§ Challenge
Lay out the records as a Markdown table with the columns Row and Line, beginning at the line that has "of the house" and stopping after the line that has "[[1230, 467]]". Number each line in Row and skip any blank lines.

§ Data lines
▼

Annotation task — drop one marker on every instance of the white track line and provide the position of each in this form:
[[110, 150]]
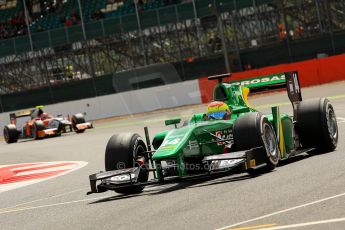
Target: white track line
[[282, 211], [46, 198], [50, 205], [306, 224]]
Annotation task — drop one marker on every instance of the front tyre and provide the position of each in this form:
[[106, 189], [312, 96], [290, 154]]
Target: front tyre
[[10, 134], [254, 130], [123, 151]]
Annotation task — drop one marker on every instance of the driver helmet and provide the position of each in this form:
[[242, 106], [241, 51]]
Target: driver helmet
[[218, 110], [44, 115]]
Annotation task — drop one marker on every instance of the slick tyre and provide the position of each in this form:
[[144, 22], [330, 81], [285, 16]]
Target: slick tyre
[[10, 134], [78, 119], [36, 127], [254, 130], [317, 125], [122, 152]]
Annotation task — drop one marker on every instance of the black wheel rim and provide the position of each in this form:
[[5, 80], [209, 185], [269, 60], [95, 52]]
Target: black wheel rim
[[6, 135], [332, 123], [270, 142]]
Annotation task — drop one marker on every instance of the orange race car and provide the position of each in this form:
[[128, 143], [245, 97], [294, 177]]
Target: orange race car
[[42, 125]]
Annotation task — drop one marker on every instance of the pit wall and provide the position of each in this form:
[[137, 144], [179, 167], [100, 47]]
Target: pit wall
[[311, 72], [130, 102]]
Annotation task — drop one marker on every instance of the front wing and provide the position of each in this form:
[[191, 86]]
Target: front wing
[[218, 164]]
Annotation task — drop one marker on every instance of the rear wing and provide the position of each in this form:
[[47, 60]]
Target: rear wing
[[288, 80]]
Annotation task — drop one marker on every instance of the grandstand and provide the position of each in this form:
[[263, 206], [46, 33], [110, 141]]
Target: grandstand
[[198, 37]]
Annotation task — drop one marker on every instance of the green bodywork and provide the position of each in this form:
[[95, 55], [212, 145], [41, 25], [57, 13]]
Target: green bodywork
[[196, 137]]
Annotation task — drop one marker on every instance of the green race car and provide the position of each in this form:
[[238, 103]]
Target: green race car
[[249, 141]]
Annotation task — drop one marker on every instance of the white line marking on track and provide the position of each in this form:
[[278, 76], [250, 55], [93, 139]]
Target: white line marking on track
[[282, 211], [17, 209], [306, 224]]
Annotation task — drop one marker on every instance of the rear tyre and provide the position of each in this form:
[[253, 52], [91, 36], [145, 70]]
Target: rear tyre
[[78, 119], [10, 134], [254, 130], [122, 151], [36, 127], [317, 125]]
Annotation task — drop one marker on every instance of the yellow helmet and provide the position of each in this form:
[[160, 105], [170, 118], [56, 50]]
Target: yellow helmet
[[217, 110]]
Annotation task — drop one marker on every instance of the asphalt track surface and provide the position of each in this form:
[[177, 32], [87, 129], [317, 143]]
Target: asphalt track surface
[[307, 192]]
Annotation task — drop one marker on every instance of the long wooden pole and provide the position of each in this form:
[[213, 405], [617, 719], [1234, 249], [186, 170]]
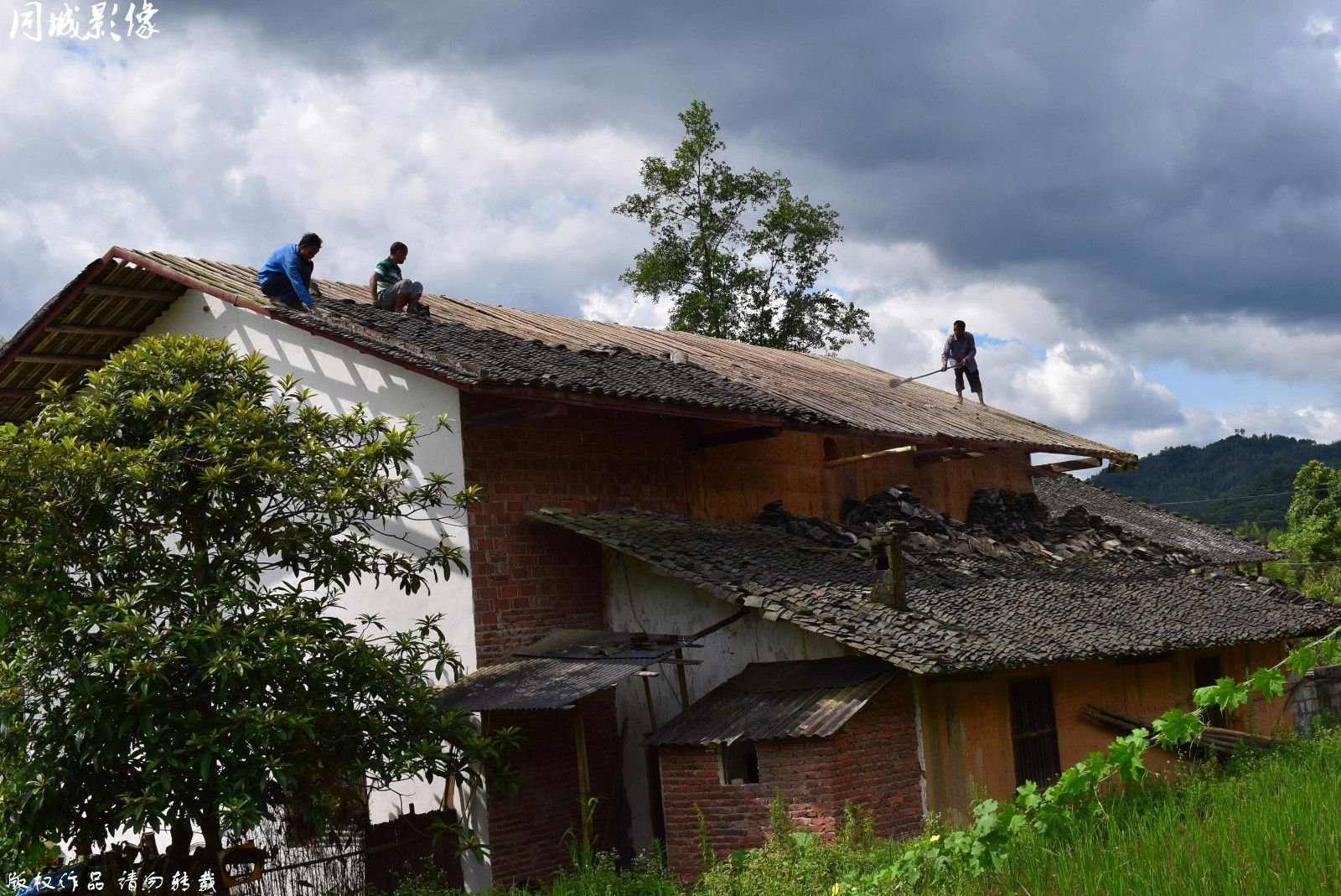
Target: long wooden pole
[[857, 459], [583, 779]]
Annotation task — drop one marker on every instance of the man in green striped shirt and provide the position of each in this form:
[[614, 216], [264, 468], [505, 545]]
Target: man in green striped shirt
[[391, 290]]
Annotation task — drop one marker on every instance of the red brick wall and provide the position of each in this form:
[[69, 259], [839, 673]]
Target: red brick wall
[[529, 578], [527, 828], [872, 762]]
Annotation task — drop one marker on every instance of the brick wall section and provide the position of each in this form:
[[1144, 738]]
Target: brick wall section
[[530, 578], [527, 828], [872, 762], [527, 577]]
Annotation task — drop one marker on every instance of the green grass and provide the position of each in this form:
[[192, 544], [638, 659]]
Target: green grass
[[1267, 824]]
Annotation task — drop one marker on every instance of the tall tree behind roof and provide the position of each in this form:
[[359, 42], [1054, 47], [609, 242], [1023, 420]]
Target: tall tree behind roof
[[738, 255]]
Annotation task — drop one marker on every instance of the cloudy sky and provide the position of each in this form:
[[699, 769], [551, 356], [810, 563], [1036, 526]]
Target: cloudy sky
[[1136, 207]]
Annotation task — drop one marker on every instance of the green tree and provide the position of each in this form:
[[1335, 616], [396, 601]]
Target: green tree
[[174, 541], [1314, 526], [739, 255]]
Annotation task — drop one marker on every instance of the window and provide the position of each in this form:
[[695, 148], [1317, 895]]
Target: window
[[739, 762], [1033, 728]]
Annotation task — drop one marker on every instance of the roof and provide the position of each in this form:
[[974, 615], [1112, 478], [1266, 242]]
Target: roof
[[520, 353], [560, 670], [774, 701], [1061, 593], [1063, 493]]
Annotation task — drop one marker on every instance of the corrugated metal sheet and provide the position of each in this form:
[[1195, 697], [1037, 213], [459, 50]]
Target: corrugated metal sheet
[[775, 701], [722, 375], [561, 668]]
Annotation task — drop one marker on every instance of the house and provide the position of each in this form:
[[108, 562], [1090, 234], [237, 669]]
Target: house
[[624, 601]]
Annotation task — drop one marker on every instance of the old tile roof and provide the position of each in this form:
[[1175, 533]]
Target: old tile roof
[[978, 598], [520, 353], [563, 667], [773, 701], [1063, 493]]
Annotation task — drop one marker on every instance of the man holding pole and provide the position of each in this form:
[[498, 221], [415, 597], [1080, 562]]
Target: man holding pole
[[962, 352]]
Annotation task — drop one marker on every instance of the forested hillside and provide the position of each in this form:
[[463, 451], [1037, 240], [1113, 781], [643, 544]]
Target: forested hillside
[[1230, 467]]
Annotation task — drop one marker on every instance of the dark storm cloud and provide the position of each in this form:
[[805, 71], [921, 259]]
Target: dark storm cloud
[[1159, 158], [1136, 161]]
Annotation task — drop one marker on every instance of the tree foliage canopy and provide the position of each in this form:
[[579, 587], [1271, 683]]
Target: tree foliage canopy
[[1314, 526], [739, 255], [174, 541]]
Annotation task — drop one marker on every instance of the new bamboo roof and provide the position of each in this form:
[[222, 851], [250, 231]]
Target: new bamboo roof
[[526, 355]]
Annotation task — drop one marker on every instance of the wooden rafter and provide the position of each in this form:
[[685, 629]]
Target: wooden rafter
[[1066, 466], [65, 360], [507, 416], [735, 436], [129, 293], [80, 329], [945, 455]]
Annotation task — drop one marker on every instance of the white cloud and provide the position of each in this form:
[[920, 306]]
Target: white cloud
[[1240, 344], [623, 308], [1320, 26]]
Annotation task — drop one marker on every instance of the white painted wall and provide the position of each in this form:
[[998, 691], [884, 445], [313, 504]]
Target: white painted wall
[[640, 600], [341, 375]]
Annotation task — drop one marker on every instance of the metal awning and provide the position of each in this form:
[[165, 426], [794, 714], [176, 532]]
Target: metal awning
[[560, 670], [773, 701]]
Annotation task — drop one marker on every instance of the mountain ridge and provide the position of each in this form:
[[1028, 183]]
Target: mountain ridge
[[1193, 480]]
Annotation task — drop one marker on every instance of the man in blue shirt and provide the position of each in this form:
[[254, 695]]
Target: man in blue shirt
[[960, 349], [287, 274]]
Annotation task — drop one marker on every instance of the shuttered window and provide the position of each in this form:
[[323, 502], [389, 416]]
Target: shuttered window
[[1033, 728]]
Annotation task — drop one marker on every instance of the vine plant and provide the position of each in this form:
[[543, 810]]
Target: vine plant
[[985, 845]]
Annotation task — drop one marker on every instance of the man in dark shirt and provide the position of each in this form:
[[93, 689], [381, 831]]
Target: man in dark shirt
[[392, 292], [960, 349], [287, 274]]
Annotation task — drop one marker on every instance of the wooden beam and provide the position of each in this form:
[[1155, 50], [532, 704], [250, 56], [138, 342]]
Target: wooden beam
[[873, 455], [721, 624], [78, 329], [67, 360], [652, 706], [684, 681], [1066, 466], [127, 293], [509, 416], [734, 436], [943, 455], [583, 778]]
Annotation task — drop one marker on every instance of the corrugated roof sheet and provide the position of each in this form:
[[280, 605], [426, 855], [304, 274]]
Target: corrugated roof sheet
[[560, 670], [774, 701], [976, 605], [1063, 493], [489, 346]]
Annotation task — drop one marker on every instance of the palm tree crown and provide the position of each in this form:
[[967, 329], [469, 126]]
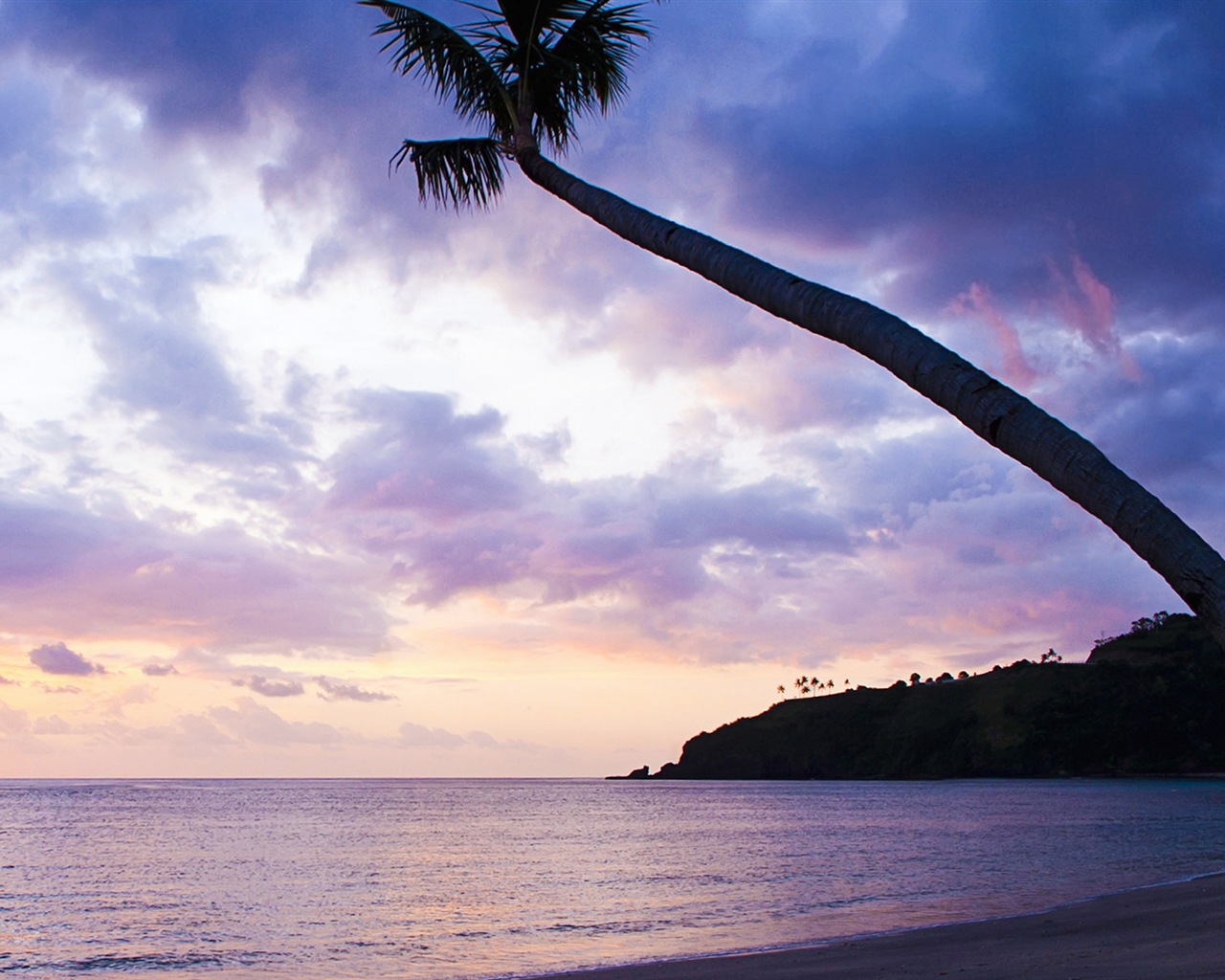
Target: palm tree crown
[[525, 70]]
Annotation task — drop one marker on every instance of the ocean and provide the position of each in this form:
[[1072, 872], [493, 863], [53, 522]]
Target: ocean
[[441, 880]]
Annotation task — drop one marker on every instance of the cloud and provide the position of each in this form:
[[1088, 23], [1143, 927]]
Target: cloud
[[272, 689], [338, 691], [73, 569], [56, 658], [421, 455], [254, 723], [419, 736]]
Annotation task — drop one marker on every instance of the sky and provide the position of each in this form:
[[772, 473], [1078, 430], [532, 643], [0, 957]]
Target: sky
[[302, 478]]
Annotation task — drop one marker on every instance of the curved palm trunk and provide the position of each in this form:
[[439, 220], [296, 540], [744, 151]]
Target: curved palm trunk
[[996, 413]]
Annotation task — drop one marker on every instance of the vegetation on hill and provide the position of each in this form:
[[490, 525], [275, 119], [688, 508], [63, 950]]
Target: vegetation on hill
[[1146, 702]]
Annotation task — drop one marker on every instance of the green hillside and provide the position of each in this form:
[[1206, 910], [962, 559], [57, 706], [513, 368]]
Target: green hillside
[[1151, 701]]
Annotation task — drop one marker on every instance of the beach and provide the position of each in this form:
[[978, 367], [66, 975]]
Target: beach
[[1149, 934]]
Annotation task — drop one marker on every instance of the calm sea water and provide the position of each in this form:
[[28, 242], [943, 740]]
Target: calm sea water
[[435, 880]]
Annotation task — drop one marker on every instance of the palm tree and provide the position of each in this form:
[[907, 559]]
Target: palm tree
[[527, 70]]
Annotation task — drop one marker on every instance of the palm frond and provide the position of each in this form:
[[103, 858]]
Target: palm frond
[[590, 61], [455, 173], [447, 59], [582, 65]]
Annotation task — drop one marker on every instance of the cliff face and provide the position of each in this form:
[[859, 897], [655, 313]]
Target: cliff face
[[1151, 703]]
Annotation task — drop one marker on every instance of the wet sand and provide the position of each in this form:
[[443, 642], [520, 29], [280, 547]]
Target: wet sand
[[1165, 932]]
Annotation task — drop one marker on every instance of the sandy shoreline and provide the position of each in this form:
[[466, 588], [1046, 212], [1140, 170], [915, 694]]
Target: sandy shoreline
[[1150, 934]]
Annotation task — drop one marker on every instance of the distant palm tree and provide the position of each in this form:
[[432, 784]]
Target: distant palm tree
[[525, 70]]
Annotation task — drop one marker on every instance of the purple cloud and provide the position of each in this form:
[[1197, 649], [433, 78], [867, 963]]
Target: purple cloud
[[421, 456], [56, 658]]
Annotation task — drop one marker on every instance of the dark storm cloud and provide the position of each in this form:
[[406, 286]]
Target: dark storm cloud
[[191, 61], [56, 658], [984, 139]]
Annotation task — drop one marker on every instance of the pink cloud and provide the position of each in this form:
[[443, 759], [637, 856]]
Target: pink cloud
[[978, 301]]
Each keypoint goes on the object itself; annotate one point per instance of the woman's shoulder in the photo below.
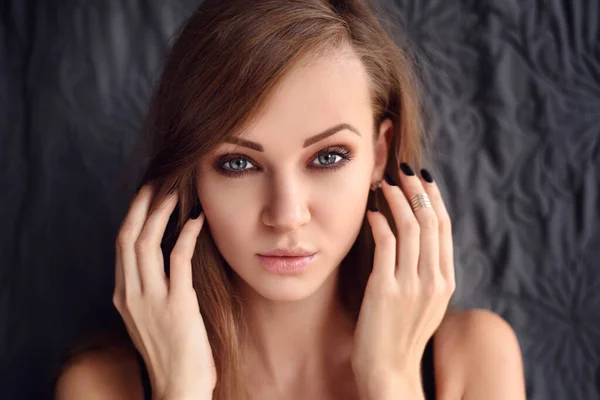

▲

§ Final result
| Row | Line |
|---|---|
| 1 | Annotation task — drop one marker on every instance of the house and provide the position of each in this form: |
| 2 | [[108, 562], [1090, 234], [237, 669]] |
| 3 | Target: house |
| 4 | [[624, 601]] |
| 5 | Annotation task — drop one marker on every instance of the old tile roof and provide the position of each in this form: |
| 6 | [[1175, 533]] |
| 7 | Target: old tile roof |
| 8 | [[978, 598], [520, 353], [563, 667], [773, 701], [1063, 493]] |
| 9 | Annotation task — drop one marker on every instance of the man holding pole and provide the position of each in this form: |
| 10 | [[498, 221], [415, 597], [1080, 562]] |
| 11 | Target: man holding pole |
| 12 | [[962, 352]] |
| 13 | Annotation task — drop one marker on every instance of the forested hillside and provide the position of each in this form: |
| 14 | [[463, 451], [1037, 240], [1113, 781], [643, 544]] |
| 15 | Target: forested hillside |
| 16 | [[1230, 467]] |